## Text for analysis

▽

A nonprofit by any other name

Rebranding is all the rage. In the corporate world, Google is now Alphabet. Facebook is Meta. In the NYS nonprofit sphere, grantors are going regional and grant recipients are going snappier.

Foundations that have their roots in urban centers are adding their location (Finger Lakes, North Country, etc.) to their names. Nonprofit arts and tourism sites have assumed shorter monikers more suitable to marketing campaigns. The awkwardly named Munson-Williams-Proctor Arts Institute in Utica is now, simply, the Munson.

Sometimes new labels ramp up the promise of excitement and a good time. The former Adirondack Museum is now the Adirondack Experience. In Tupper Lake, the Adirondack Museum of the Natural World is now known as The Wild Center.

And then, of course, there is the long-standing tradition of renaming nonprofits to honor generous donors. The Albright–Knox Art Gallery is now the Buffalo AKG Art Museum, in recognition of the multi-million-dollar donations of investor Jeffrey Gundlach. Also in Buffalo, the Women and Children’s Hospital has become the John R. Oishei Children’s Hospital, for gifts from the foundation launched by the industrialist who died in 1968.

So does rebranding work? Does it boost image, attract more patrons, reflect changing times?

Some marketing experts would argue that these are the wrong questions to ask.

“Rebranding is actually a record of a transformation that has happened or is already under way,” writes Deroy Peraza, partner and marketing director of Hyperakt, a Brooklyn firm that specializes in nonprofit branding. “In our experience, most rebranding projects are rooted in one thing: your current brand simply isn’t a reflection of who you are as an organization any more.”

△

## Extracted records
▽

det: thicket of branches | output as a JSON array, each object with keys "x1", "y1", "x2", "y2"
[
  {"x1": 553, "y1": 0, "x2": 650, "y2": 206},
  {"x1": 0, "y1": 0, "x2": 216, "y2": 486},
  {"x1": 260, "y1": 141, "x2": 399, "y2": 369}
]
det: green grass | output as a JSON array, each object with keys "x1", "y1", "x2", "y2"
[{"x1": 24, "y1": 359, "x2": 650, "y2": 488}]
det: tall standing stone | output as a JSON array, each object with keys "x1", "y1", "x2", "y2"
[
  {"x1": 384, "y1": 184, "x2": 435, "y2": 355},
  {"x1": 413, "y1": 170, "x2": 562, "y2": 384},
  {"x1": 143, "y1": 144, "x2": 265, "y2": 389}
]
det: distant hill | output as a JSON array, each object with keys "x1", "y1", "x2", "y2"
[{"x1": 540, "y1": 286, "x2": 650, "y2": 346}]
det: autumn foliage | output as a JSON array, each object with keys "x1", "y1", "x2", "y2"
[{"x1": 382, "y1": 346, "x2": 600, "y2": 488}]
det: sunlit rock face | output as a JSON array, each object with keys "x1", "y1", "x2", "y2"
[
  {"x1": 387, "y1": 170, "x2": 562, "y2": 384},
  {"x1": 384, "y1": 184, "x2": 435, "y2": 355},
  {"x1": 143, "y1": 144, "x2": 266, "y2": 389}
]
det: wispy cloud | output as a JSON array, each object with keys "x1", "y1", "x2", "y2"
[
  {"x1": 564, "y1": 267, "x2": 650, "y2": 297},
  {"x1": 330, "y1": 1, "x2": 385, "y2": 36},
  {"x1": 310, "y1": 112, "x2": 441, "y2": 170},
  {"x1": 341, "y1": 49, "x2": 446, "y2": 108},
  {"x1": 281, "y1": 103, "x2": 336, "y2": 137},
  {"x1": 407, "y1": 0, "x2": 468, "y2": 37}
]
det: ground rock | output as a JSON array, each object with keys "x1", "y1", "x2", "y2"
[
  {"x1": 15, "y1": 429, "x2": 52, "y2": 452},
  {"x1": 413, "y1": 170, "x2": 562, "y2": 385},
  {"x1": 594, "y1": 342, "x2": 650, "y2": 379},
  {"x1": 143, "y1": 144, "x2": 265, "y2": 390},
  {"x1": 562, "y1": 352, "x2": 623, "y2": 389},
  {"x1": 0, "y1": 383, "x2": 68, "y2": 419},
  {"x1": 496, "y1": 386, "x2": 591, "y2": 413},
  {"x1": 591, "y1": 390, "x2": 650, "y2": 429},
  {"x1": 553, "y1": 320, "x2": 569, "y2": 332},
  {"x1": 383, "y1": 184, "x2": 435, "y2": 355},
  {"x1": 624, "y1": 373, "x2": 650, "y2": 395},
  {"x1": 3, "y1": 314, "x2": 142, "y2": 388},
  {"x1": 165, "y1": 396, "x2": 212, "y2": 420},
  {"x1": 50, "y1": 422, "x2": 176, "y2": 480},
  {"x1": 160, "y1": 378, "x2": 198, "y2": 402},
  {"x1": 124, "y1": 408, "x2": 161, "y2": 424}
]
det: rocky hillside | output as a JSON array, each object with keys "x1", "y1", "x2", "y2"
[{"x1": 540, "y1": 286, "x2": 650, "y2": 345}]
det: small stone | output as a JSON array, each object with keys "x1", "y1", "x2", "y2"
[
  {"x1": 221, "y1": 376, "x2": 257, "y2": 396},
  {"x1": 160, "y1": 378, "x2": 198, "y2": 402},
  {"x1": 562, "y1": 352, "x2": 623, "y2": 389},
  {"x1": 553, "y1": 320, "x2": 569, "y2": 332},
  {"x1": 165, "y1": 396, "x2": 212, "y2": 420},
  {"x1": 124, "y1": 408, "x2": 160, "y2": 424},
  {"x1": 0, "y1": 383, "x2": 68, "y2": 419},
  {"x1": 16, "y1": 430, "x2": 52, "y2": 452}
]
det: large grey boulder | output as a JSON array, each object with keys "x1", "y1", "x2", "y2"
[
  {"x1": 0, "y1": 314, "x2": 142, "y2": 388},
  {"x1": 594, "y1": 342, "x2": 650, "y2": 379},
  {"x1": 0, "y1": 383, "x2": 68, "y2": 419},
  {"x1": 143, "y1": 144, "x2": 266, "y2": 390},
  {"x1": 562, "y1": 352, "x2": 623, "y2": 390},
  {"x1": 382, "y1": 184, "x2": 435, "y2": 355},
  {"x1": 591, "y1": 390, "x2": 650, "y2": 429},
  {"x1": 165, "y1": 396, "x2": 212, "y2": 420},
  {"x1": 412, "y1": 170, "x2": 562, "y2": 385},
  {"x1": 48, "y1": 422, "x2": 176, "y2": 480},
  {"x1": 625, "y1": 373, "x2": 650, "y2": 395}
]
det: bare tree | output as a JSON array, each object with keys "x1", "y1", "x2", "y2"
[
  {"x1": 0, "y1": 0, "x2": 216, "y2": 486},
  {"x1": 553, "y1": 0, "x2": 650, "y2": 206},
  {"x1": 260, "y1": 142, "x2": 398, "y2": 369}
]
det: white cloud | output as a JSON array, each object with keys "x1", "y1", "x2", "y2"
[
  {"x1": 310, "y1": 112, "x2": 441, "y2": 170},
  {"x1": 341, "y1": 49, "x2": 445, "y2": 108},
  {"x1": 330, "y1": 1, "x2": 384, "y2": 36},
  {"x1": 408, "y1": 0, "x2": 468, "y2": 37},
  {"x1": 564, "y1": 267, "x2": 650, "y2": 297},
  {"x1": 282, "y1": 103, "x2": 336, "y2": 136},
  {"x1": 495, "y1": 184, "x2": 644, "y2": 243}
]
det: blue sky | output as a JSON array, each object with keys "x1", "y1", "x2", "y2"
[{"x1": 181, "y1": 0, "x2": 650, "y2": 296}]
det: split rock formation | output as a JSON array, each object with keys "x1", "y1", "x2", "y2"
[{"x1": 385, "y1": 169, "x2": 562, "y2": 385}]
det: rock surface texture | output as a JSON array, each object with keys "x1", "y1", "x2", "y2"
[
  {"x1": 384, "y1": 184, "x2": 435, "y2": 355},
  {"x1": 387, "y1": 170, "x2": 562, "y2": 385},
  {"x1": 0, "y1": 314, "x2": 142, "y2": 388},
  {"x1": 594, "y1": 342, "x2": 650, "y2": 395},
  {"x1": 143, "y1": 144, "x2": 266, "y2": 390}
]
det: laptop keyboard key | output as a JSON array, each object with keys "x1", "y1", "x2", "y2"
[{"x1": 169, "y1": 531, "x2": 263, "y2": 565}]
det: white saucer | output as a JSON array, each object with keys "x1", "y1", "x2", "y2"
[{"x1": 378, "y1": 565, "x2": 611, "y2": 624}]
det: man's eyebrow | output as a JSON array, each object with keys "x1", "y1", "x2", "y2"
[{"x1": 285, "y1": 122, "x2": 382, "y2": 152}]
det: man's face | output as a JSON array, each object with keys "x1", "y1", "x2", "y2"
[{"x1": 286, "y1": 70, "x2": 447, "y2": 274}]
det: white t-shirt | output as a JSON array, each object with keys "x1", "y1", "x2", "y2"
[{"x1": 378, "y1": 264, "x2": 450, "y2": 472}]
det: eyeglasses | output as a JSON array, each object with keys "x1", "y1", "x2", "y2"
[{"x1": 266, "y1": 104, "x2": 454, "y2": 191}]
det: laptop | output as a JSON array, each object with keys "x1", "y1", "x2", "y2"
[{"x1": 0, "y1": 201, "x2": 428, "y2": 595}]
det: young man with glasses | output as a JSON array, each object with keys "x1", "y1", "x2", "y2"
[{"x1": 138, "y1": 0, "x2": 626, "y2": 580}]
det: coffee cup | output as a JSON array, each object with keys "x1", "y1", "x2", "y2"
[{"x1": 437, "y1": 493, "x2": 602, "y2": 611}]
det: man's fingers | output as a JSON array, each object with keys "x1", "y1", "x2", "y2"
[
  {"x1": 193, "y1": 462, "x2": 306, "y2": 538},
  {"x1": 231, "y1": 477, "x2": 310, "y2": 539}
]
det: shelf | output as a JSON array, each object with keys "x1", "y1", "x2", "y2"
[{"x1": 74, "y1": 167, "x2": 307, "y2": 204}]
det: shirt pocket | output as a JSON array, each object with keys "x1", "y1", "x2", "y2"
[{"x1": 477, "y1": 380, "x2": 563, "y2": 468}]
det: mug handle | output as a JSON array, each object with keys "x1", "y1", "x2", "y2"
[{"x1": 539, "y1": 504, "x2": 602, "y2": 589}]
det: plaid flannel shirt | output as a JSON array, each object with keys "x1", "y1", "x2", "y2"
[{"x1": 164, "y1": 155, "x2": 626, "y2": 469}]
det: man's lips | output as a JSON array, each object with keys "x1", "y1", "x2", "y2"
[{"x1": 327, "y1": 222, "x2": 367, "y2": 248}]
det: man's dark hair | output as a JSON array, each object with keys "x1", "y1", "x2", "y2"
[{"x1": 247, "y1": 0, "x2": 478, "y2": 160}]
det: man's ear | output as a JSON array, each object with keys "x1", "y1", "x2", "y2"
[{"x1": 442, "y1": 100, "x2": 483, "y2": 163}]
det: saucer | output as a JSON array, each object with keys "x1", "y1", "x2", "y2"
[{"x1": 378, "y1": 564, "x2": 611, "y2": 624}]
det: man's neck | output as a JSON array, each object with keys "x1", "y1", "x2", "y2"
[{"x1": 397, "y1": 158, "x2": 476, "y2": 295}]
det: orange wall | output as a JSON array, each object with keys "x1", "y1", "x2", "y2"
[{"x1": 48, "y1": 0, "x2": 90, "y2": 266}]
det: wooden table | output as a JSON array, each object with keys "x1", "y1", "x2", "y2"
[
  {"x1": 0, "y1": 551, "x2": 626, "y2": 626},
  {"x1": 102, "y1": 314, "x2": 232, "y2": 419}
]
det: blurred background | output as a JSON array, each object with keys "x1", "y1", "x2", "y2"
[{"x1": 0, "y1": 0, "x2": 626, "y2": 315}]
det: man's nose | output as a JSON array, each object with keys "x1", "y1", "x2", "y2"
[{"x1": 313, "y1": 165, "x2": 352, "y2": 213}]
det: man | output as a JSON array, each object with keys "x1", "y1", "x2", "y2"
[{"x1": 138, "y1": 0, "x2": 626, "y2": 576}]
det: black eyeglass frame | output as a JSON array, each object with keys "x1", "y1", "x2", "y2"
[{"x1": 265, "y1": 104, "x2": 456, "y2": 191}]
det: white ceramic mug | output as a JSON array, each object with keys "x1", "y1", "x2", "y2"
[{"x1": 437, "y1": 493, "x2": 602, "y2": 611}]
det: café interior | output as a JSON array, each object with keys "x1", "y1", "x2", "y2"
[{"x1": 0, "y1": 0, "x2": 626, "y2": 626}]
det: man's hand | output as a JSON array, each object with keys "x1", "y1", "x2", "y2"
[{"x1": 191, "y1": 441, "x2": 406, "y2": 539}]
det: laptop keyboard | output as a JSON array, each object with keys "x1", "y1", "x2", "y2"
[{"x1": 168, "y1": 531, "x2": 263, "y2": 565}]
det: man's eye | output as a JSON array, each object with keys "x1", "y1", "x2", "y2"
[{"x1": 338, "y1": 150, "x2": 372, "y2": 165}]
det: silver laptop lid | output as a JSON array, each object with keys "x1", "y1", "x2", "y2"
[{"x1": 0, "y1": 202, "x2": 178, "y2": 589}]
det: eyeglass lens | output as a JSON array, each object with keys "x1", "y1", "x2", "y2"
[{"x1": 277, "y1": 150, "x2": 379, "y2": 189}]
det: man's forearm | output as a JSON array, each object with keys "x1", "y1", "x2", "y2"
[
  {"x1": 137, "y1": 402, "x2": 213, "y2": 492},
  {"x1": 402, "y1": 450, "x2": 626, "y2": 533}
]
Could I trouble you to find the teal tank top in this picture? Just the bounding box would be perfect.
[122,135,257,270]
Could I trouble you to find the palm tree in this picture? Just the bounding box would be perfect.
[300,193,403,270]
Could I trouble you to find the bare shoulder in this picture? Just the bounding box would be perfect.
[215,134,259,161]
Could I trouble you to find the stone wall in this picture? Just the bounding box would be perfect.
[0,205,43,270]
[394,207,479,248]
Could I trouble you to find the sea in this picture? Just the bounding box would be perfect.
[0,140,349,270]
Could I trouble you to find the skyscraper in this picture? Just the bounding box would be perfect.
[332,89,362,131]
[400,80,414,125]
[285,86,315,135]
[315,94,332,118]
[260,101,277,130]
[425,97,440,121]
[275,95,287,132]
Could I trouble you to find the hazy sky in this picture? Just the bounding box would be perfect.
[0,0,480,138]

△

## Prompt
In the article about nonprofit rebranding, what new name did the Adirondack Museum of the Natural World in Tupper Lake take? Rely on the article about nonprofit rebranding alone.

## Result below
The Wild Center.